## TRECHO:

+===+

A poucos dias do segundo turno, um levantamento do Ipec, divulgado na segunda-feira, 10, destacou que 94% dos brasileiros já decidiram o voto para presidente da República. Nesse sentido, a pesquisa apontou que apenas 6% dos eleitores podem mudar de opinião de cada lado da disputa. Os pesquisadores buscaram saber a porcentagem definitiva de eleitores de cada candidato que não irão mudar de jeito nenhum de opinião. Entre os eleitores do ex-presidente Luiz Inácio Lula da Silva (PT), 93% dizem que já se decidiram, porém, outros 7% afirmam que podem mudar e 1% disse que não sabe ou não respondeu. Já no caso dos eleitores de Jair Bolsonaro (PL), 95% dizem que a decisão é definitiva, sendo assim, apenas 5% disseram que ainda podem mudar. Isto é, na corrida eleitoral, o presidente conta com um eleitorado mais fiel.
A pesquisa Genial/Quaest, divulgada no último dia 13, segue a mesma linha. Os pesquisadores questionaram os entrevistados se ainda podem mudar o voto até o dia 30 de outubro, data do segundo turno. Para 92% dos eleitores, o voto já está definido. Outros 8% informaram que podem mudar caso algo aconteça e apenas 1% não soube responder. Por candidatos, os eleitores que declaram votos em Lula, 93% declaram que já decidiram o voto. 94% dos eleitores de Bolsonaro afirmaram que a decisão já está tomada e não mudam.

O levantamento perguntou aos eleitores qual o principal motivo do voto. Dentre aqueles que declararam voto no petista, no segundo turno, 54% citam que o motivo é eleger Lula. Já para 43%, o voto é para tirar Bolsonaro do governo. Apenas 2% disseram que não era nenhum dos motivos anteriores e 2% não souberam responder. Dentre aqueles que irão votar em Bolsonaro, 47% indicam que o objetivo era não permitir que o PT volte ao poder. Outros 46%, o voto no próximo dia 30 é para reeleger o presidente. Já 6% afirmaram que não era nenhuma das duas opções e 2% não souberam responder.
Para alguns especialistas, o eleitorado que oscila, estando com um candidato ou com o outro, trata-se de um eleitor comum, que não consome grande volume de informações sobre a política. Assim, qualquer situação às vésperas da eleição, pode fazer com que esse eleitor mude o voto ou decida não comparecer nas seções eleitorais. O cientista político Josimar Gonçalves explica que o eleitorado que não definiu o voto até o momento é chamado de eleitor volátil, pois pode mudar de opinião facilmente, diante de qualquer conjuntura. “A grande maioria deles dizem que devem votar em branco, anularem o voto ou simplesmente não comparecerem à urna eletrônica para depositar seu voto”, explica.

+===+

## OBJETIVO 1:
Indique se cada afirmação concorda com o trecho sobre as pesquisas eleitorais. Responda sim ou não e cite literalmente as palavras do trecho que decidem a resposta.
(a) Segundo o Ipec, 95% dos eleitores de Bolsonaro dizem que a decisão é definitiva.
(b) Na pesquisa Genial/Quaest, 10% dos eleitores disseram que podem mudar o voto.
(c) Entre os eleitores de Bolsonaro, 47% apontam como objetivo impedir que o PT volte ao poder.
## OBJETIVO 2:
Prossiga o trecho sobre as pesquisas eleitorais do segundo turno a partir do ponto em que ele termina.
Não é preciso usar o material.

## DADOS:
+===+

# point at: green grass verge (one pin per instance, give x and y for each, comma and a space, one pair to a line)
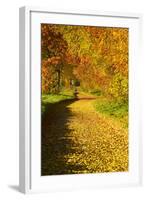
113, 109
54, 98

+===+

## RESULTADO FINAL 1:
(a) Sim: "Já no caso dos eleitores de Jair Bolsonaro (PL), 95% dizem que a decisão é definitiva"
(b) Não: "Outros 8% informaram que podem mudar caso algo aconteça"
(c) Sim: "Dentre aqueles que irão votar em Bolsonaro, 47% indicam que o objetivo era não permitir que o PT volte ao poder"

## RESULTADO FINAL 2:
Essa característica do eleitor “volátil” pode ter ocorrido no primeiro turno. Para se ter ideia, para a votação do último dia 2, o maior percentual de pessoas que deixaram a decisão para a última hora está entre aqueles que haviam declarado voto em Simone Tebet (MDB). Nesse caso, o índice foi de 25%. Entre os eleitores de Ciro Gomes (PDT), 18% apenas definiram para quem votar entre a véspera e o dia da eleição. No quesito financeiro, aqueles com renda familiar de até dois salários-mínimos, 13% definiram o voto entre a véspera e o dia do primeiro turno. Os eleitores que possuem renda familiar de dois a cinco salários somaram 7%. Esse índice passou para 6% e 4% nas faixas de cinco a dez salários e na superior a dez salários, respectivamente.
“Pode ser que no final, um conjunto ainda expressivo desse 5%, se não todo ele, continue sem escolher um dos candidatos. Isso pode acontecer”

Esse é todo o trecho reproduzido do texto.